• **Data section**
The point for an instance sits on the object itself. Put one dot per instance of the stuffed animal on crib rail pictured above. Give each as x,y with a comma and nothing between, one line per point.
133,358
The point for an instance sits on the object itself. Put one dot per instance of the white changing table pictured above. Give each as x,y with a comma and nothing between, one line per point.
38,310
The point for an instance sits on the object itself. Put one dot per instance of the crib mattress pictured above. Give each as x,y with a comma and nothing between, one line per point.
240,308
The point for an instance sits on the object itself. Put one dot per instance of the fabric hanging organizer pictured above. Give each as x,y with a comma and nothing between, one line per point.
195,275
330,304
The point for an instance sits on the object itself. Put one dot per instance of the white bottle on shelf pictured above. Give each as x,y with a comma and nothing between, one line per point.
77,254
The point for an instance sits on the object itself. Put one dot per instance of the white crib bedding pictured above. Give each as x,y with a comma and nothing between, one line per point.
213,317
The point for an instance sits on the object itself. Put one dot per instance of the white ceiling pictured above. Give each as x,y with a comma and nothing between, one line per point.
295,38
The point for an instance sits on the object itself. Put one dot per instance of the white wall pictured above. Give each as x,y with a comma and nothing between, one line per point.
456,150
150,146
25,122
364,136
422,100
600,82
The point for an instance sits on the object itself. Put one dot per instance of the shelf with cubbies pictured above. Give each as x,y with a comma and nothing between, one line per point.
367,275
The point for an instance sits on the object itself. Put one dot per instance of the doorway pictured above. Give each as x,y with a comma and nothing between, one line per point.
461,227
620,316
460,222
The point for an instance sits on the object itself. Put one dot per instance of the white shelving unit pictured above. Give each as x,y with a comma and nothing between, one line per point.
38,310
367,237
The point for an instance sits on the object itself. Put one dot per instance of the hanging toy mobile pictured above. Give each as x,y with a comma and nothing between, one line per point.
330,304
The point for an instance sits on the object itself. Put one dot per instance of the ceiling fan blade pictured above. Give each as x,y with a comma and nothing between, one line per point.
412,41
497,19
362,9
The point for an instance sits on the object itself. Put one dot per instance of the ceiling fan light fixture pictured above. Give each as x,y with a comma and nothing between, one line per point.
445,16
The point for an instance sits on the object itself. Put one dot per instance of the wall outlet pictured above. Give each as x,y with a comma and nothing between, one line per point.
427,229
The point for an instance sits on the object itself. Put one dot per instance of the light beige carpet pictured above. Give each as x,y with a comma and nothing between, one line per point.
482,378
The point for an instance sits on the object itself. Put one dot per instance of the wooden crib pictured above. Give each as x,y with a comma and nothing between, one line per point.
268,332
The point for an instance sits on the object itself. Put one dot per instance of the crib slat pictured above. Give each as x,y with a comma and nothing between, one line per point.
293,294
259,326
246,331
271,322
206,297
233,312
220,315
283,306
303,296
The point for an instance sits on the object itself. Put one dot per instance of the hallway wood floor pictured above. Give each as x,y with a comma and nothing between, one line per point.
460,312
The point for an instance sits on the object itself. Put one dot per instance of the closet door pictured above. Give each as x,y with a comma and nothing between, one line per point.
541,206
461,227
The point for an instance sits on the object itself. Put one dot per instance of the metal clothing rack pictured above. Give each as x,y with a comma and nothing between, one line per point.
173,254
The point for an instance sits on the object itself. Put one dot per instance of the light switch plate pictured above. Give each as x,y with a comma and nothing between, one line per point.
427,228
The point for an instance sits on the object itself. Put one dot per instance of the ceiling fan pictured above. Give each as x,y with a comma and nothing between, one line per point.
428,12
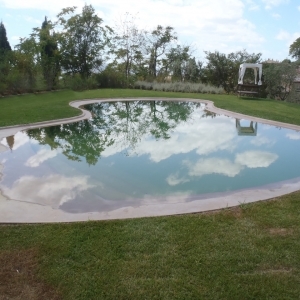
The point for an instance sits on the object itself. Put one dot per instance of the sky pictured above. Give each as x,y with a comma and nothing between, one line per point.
259,26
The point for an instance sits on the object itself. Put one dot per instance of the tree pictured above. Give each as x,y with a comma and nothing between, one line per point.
129,43
49,54
158,42
4,44
295,49
82,41
175,61
279,78
222,70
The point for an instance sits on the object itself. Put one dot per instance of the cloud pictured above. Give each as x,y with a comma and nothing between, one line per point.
41,156
213,21
53,190
284,35
256,159
262,140
187,138
19,139
252,5
214,165
269,4
293,135
276,16
174,179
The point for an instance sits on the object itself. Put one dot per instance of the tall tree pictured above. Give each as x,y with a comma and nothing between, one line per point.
295,49
4,44
128,45
158,42
49,54
222,70
83,40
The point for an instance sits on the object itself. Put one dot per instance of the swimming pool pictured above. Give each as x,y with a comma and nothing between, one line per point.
144,154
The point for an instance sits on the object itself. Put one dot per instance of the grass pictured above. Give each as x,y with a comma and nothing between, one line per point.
248,252
54,105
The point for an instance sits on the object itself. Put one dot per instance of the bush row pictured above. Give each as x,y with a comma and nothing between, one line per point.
184,87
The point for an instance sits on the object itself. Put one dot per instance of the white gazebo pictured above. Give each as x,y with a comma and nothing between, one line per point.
255,67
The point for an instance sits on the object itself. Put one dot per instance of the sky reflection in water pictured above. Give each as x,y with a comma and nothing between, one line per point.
132,153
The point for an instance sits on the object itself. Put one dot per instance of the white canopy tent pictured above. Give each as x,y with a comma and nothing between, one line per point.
255,67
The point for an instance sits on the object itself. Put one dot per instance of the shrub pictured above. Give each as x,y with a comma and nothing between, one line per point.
184,87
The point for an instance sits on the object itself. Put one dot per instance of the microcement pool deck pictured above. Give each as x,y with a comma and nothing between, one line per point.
15,211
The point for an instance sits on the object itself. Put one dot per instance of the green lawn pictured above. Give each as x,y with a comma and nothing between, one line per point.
249,252
54,105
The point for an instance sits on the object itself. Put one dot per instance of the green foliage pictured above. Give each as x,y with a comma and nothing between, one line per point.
49,54
222,70
4,44
295,49
82,41
55,105
78,83
184,87
113,78
279,78
128,47
157,43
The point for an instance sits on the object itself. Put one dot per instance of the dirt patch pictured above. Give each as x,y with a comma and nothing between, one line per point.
18,277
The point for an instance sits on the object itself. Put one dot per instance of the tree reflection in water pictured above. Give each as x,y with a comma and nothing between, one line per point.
121,124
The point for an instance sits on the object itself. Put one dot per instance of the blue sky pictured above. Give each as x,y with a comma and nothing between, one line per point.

• **Task description**
Omit every picture, then repeat the remaining data exactly as it appears above.

• **The completed task**
The point for an instance sits on the object itself. Put one dot per instance of the stuffed animal on crib rail pictured above. Give each as x,y with a comma and nothing between, one line per point.
133,358
The point for an instance sits on the object itself. Put one dot per instance of the white changing table pictured above. Give each as x,y with a comma and nothing between, one line per point.
38,310
The point for an instance sits on the object itself. Put one dot per instance of the crib mattress pictured above. Give each as x,y with a comma and nothing between, one line per point.
240,308
The point for an instance sits on the object itself. Put one dot per instance of the fabric hanging organizer pictured above. Give each as x,y with a comma and nothing between, one line per point.
195,275
330,304
The point for an instance sits on the object itself. Put one dot per instance of the white bottle on shelf pictured above. Give each as x,y with a comma and nothing between, one line per point.
77,254
The point for an instance sits on the object itself. Put one dot per instance of the white crib bedding pictured above. Give each as x,y with a comma and nothing between, one line per point.
213,317
The point for an instance sits on the object itself. Put one dot per instance of the white ceiling pictured above. Give each as x,y with a comma and nothing between, one line per point.
295,38
The point for an instance sits on the object itself. Put one dot per instance of the white wall pictured above. Give each as x,y with a comma and nothing between, one line per point.
456,150
150,146
25,122
364,136
422,100
600,82
The point for an instance sits on the object itself. Put one dot per instance of the shelf with cubbies pictured above. Give each as x,y with a comma and nothing between, one line per point.
367,275
The point for an instance sits on the object itself. Put one dot per instance of the doorway pictured above. Give each as x,y with a comma and nothing between, one line per point.
461,227
620,316
460,222
The point for an instance sits on the object itself. Put one dot per instance of the white shelving unit pictured above. Give each as x,y with a comma and nothing between, one line per point.
38,310
367,237
The point for an instance sits on the object itself. Put one dot per instance of the hanging toy mobile pictured above. Give each as x,y with a comma and nothing between, one line per point.
330,304
The point for an instance sits on the object itself. Put one dot per instance of the ceiling fan blade pictured above. Give each as x,y with a comma and nothing between, one line per point.
412,41
497,19
362,9
The point for an instance sits on the object itself. Put one dot per instance of the ceiling fan light fixture pictured above. Give each as x,y with a comma and nothing between, one line per point.
445,16
The point for an instance sits on the object itself. Put one dot per instance of the wall outlet pictured above. Give each as x,y with a comma and nothing between, one line per point.
427,229
The point for an instance sits on the object itself. Put one dot per instance of the light beige carpet pictured above. Give each as x,y with a comma and nothing between, one line per point.
482,378
The point for an instance sits on the object itself. Put one dot per instance of the wooden crib pictured above. Give each as x,y with a comma and nothing between, one line per point.
268,332
The point for an instance sits on the object itself. Put one dot per instance of the crib slat pictured above. Give each as x,y with a comma and nothing between, one line per point.
293,294
259,326
246,331
271,322
206,297
233,312
220,315
283,306
303,296
The point for an instance sits on the object itself. Put one dot per instance of the hallway wood floor pictured above. Give each as x,y with a comma and nothing between, one line per point.
460,312
The point for an instance sits on the object itself. Put one dot per instance of the closet door pictured above. Give each as x,y with a comma and nothing between, one line per point.
541,206
461,227
The point for an instance sits on the object itself. Put one dot per instance of the metal clothing rack pictured above. Give each as x,y with a comma and nothing between, one line per point.
173,254
The point for an instance sits on the object itself. Put one dot per instance of the light switch plate pictured above. Give each as x,y with a comma and nothing between, one line per point.
427,228
The point for an instance sits on the object itself. Put one dot per instance of the ceiling fan pictured above. Give each as x,y with a comma and nothing between, one line per point.
428,12
The point for an instance sits on the object itself. Put one dot per instance of the sky pictured above. Give each as x,y with a comma and nothing between, one line per point.
259,26
The point for an instance sits on the object itself. Put one dot per instance of the tree pictured above. Give each as x,y with a comma and nothing between, one line per point.
129,43
49,54
158,42
4,44
295,49
82,41
175,61
279,78
222,70
The point for an instance sits on the object itself. Put one dot per instance of the cloud pictured above. Give each as x,y with a comma and nothing between, one line per point.
41,156
213,21
53,190
284,35
256,159
262,140
187,138
19,139
252,5
214,165
269,4
293,135
276,16
174,179
The point for an instance sits on the object itself. Put one dot per instance of the tall tree pictured above. Give each as x,y with a comma and nothing between, one line per point.
295,49
4,44
128,45
158,42
49,54
222,70
83,40
The point for an instance sits on the object itself. Put one dot per instance of the swimming pool pictured above. Give each as x,y with a comma and nothing between, one line per point.
144,154
The point for an instance sits on the object itself. Put one dot per instance of the grass pictured above. Give each as x,y with a comma and nothing between, one line per point.
248,252
54,105
The point for an instance sits on the object itself. Put one dot per instance of the bush row pictured above. Give each as x,y with a comma and nothing between, one line per point.
184,87
The point for an instance sits on the object itself. Put one dot per instance of the white gazebo pictured above. Give each as x,y with a comma and nothing between, one line per point.
255,67
The point for an instance sits on the object itself. Put one dot per instance of the sky reflection in water pictured above. Give each as x,y with a comma and nothing between, one line per point.
132,153
The point for an instance sits on the object itself. Put one dot per instance of the white canopy tent pictured above. Give each as x,y with a comma and nothing between, one line per point.
255,67
The point for an instance sits on the object itself. Put one dot per instance of the shrub pictured above. Give each as x,y with a comma and nothing between, one line per point.
184,87
The point for an instance sits on the object itself. Put one dot per instance of the microcement pool deck pictured above. Give each as x,y with a comma and nothing between, one line per point.
15,211
The point for an instance sits on the object itself. Put one dot per instance of the green lawn pictured above. Give each as x,y with a comma and nothing between, one line per point.
249,252
54,105
The point for an instance sits on the object itself. Put one dot per instance of the green foliage pictured above. Give each as x,y with a comma and nothing between, one line per point.
49,54
222,70
4,44
295,49
82,41
55,105
78,83
184,87
113,78
279,78
128,47
157,43
The point for an instance sits on the object itself. Put one dot per instance of the dirt patch pictured above. Give each as x,y with a comma and nothing between, one line per point.
18,277
The point for an instance sits on the object itself. Put one dot per instance of the tree reflection in water pictured above. Give each as x,y with a comma and nothing between, one line per point.
121,124
The point for an instance sits on the object itself. Put one dot per instance of the blue sky pictured above. Give each as x,y with a comma and nothing between, one line per point.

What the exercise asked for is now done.